Start of Block

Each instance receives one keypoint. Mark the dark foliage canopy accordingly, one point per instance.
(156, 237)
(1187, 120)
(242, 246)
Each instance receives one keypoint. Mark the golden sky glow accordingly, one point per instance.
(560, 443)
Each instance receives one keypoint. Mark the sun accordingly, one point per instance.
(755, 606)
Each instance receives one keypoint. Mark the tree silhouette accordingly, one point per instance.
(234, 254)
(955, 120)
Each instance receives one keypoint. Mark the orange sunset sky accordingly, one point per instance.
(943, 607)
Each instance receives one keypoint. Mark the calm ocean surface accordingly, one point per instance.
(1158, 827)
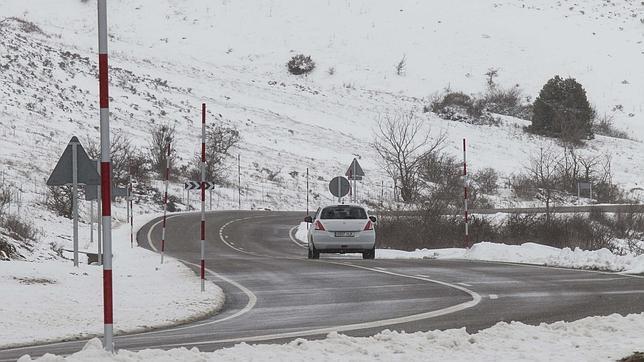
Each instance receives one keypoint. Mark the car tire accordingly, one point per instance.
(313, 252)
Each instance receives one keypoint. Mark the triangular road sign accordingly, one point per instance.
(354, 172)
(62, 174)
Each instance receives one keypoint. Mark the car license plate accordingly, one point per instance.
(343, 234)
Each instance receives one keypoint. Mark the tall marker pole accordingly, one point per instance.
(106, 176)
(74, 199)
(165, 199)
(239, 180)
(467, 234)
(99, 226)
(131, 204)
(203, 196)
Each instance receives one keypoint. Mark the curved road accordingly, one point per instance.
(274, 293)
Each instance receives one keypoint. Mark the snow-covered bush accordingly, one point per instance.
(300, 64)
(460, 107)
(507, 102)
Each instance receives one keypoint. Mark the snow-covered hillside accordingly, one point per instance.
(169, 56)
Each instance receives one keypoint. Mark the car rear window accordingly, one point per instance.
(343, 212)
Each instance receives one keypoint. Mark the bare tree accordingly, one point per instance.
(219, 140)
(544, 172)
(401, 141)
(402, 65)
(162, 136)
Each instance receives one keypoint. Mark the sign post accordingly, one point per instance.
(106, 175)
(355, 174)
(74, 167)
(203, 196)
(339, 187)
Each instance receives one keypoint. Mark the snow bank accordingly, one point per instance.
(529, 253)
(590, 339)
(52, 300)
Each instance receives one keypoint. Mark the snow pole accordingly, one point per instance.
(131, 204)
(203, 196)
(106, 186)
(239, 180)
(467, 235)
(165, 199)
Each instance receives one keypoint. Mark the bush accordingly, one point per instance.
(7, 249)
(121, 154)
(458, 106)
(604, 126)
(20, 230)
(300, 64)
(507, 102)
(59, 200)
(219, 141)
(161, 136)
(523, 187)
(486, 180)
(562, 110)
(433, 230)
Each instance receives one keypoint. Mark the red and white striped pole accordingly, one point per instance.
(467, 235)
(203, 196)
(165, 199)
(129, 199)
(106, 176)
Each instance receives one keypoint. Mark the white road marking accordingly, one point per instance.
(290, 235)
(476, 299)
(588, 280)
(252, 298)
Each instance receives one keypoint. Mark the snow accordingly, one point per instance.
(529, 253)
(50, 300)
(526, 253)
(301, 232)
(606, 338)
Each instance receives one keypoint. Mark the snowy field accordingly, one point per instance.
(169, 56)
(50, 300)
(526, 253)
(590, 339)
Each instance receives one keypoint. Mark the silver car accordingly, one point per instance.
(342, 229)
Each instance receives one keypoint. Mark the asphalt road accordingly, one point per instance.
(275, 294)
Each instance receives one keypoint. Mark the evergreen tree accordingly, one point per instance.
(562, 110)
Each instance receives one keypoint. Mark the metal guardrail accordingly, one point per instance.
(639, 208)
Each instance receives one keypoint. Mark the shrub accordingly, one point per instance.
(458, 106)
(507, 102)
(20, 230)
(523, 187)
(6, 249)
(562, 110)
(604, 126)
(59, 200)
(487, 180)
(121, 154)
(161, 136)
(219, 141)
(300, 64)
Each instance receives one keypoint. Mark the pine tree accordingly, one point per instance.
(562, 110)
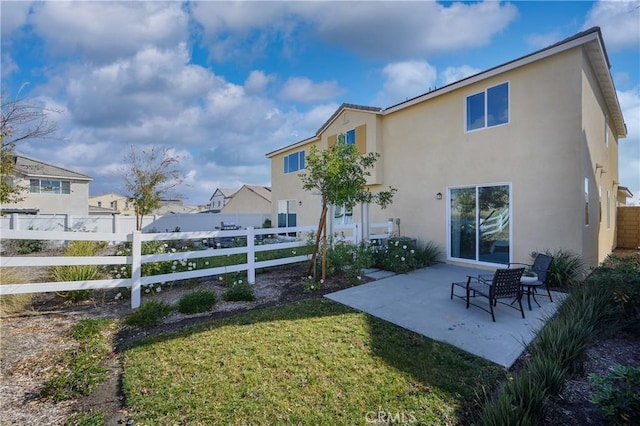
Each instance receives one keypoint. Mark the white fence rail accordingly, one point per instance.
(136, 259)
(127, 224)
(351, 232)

End of Block
Start of Block

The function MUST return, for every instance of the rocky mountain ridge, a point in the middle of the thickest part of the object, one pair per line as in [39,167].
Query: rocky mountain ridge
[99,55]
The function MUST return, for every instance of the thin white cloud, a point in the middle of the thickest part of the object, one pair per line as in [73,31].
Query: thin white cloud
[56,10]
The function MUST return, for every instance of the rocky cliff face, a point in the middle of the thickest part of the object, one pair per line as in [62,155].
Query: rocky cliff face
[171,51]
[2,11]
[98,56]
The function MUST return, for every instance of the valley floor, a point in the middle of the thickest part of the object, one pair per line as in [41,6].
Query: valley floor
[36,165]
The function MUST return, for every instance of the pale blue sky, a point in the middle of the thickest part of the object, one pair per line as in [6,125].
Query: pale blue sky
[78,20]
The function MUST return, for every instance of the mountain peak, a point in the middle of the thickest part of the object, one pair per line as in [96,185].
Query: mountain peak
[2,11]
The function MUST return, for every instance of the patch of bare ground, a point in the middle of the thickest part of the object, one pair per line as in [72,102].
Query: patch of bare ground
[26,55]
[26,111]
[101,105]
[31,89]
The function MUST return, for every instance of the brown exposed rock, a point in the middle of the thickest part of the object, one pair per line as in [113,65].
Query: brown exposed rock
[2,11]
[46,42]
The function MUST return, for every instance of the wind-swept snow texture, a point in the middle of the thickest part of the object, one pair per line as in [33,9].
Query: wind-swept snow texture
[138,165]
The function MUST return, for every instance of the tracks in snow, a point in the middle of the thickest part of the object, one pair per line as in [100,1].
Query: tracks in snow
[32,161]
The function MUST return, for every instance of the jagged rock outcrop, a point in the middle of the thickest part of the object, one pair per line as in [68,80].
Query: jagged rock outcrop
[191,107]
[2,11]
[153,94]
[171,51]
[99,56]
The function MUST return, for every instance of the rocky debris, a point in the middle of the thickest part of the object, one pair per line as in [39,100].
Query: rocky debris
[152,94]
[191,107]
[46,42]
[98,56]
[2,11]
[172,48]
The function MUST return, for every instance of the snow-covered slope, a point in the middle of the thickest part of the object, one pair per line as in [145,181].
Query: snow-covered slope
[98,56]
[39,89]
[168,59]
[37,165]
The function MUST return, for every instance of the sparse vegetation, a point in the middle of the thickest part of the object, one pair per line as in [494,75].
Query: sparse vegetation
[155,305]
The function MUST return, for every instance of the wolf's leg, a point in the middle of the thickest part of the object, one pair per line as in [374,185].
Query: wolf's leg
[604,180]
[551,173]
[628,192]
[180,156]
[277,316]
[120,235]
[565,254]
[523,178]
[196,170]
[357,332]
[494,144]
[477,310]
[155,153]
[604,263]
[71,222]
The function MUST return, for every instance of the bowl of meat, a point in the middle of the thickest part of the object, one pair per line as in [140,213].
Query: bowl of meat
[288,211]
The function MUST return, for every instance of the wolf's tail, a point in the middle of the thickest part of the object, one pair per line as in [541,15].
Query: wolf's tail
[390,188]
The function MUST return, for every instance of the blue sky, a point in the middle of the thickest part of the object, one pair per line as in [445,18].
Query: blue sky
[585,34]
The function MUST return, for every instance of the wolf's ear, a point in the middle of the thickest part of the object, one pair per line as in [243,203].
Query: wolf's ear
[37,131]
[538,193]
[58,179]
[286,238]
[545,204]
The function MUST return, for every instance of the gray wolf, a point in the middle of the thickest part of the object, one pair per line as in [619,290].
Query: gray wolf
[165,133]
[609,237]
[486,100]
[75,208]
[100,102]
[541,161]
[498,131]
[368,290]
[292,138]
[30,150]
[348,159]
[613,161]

End of Block

EXERCISE BRIEF.
Once you find the line with "The function MUST return, for every instance of the sparse" in the entries above, output it and each line after it up to and including the line with "as in [374,185].", and nothing else.

ANSWER TO THE EXERCISE.
The function MUST return, for every instance of the sparse vegetation, a point in the middle of the thickest part of the object, one pair per line as in [494,75].
Query: sparse vegetation
[155,305]
The function MUST return, for every instance of the wolf's leg, a point in the middle of the thickest part of the object, one pair per line as in [374,185].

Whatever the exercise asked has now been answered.